◆ **Goal of the exercise**
Format the lines below as a JSON list of strings, with one string per line and blank lines omitted.

◆ **Excerpted records**
------------------------

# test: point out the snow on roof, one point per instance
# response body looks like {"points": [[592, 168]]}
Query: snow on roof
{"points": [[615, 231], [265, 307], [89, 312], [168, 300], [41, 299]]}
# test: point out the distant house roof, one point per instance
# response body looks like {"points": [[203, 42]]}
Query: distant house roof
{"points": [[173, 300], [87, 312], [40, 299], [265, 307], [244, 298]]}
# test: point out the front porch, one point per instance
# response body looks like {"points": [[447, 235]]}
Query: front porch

------------------------

◆ **Result**
[
  "# test: point out the snow on roof, one point per instance",
  "# response body looks like {\"points\": [[592, 168]]}",
  "Query: snow on roof",
  "{\"points\": [[615, 231], [265, 307], [89, 312], [168, 300], [41, 299]]}",
  "# test: point out the distant house roof, one point per instance",
  "# response body looks like {\"points\": [[203, 42]]}",
  "Query: distant house roof",
  "{\"points\": [[173, 300], [87, 312], [40, 299], [265, 307], [244, 298]]}",
  "# test: point out the front porch, one point per instance",
  "# response body looks like {\"points\": [[447, 235]]}",
  "Query: front porch"
]